→ RECORDS FOR PROCESSING:

┄┄┄┄┄┄┄┄┄┄┄┄┄┄┄┄┄┄┄┄

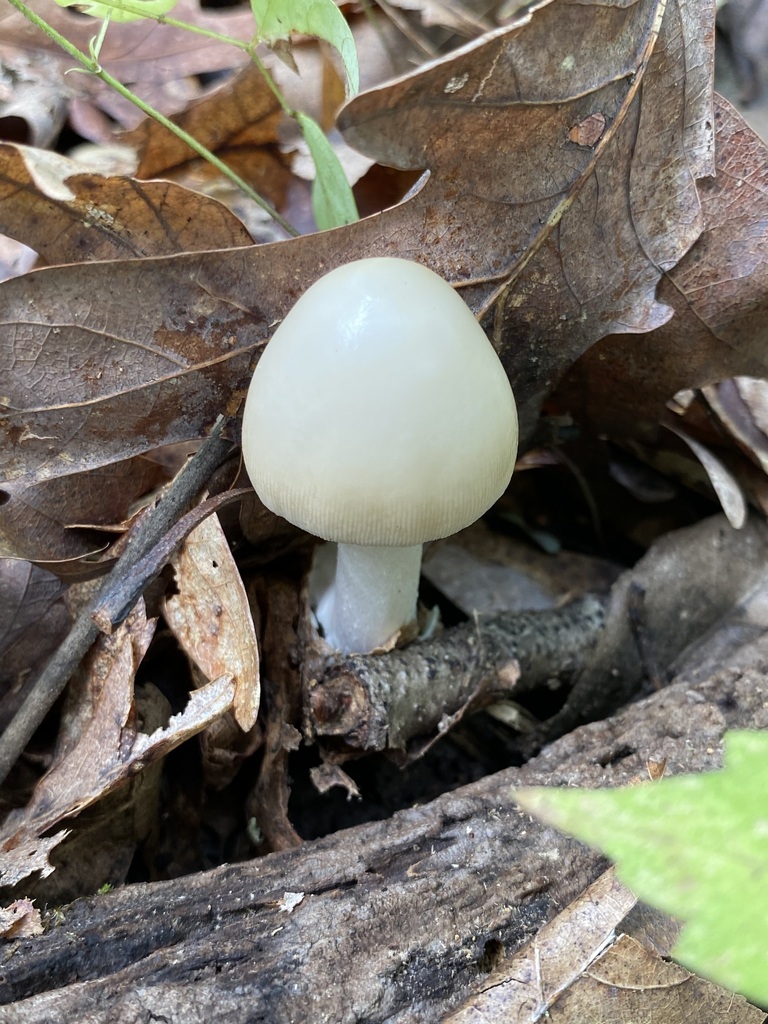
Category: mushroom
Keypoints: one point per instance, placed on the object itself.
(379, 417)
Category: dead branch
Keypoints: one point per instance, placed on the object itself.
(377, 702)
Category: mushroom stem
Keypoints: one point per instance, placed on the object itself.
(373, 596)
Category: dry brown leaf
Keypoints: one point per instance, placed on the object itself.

┄┄┄┄┄┄┄┄┄┄┄┄┄┄┄┄┄┄┄┄

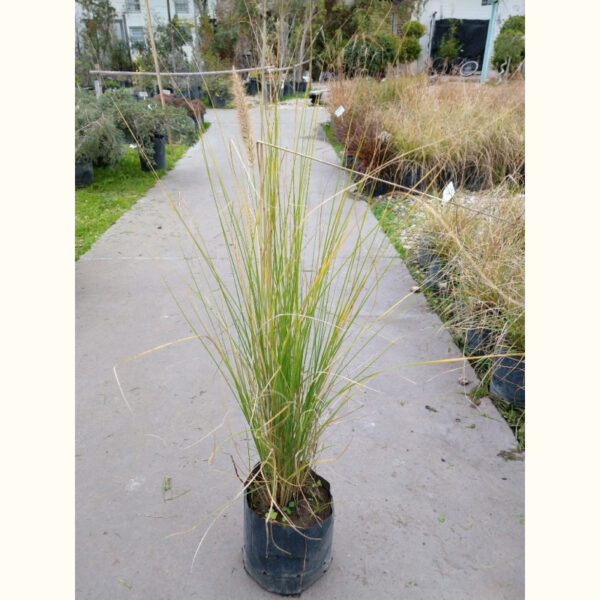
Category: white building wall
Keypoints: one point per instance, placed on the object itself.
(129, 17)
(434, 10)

┄┄┄┄┄┄┄┄┄┄┄┄┄┄┄┄┄┄┄┄

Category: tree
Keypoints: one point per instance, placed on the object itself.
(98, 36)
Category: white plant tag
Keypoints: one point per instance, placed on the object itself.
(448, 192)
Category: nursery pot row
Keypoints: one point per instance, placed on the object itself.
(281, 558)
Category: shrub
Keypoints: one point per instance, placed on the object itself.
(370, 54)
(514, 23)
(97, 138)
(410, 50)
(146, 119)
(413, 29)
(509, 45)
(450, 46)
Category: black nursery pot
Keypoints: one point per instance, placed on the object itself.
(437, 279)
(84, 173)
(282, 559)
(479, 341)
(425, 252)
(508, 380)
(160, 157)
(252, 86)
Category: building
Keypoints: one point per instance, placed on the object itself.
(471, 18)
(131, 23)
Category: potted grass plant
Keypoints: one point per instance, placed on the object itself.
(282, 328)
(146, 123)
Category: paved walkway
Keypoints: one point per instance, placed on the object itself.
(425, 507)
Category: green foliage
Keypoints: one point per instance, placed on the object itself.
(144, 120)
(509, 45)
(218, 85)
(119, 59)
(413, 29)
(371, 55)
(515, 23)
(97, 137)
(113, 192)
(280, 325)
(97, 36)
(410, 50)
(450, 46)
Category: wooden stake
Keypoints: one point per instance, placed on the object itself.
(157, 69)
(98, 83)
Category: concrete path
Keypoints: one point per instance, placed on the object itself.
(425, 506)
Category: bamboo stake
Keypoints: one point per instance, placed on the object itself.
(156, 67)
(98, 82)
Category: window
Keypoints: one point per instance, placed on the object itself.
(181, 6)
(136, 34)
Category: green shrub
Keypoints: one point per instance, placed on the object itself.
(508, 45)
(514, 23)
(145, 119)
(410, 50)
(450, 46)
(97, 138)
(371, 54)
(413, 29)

┄┄┄┄┄┄┄┄┄┄┄┄┄┄┄┄┄┄┄┄

→ PROBLEM TO WORK ON:
Here the job is to set down exactly the lines of the material above that fall between the one with "Category: nursery pot row" and the one with "Category: potted grass plant", inclusive, and nothing beyond them.

→ OUTPUT BELOW:
Category: nursery pot row
Keypoints: one point per instance, placed on the object itself.
(281, 558)
Category: shrub
Keypoints: one point per instance, placed on the object itself.
(370, 54)
(514, 23)
(97, 138)
(410, 50)
(146, 119)
(413, 29)
(509, 45)
(450, 46)
Category: black nursery pot
Keypoints: one point per instance, placed on the object itself.
(437, 279)
(84, 173)
(282, 559)
(479, 341)
(425, 252)
(508, 380)
(160, 157)
(252, 86)
Category: building
Keypoints: one point per instance, placed on the object itself.
(471, 18)
(131, 23)
Category: potted grass plant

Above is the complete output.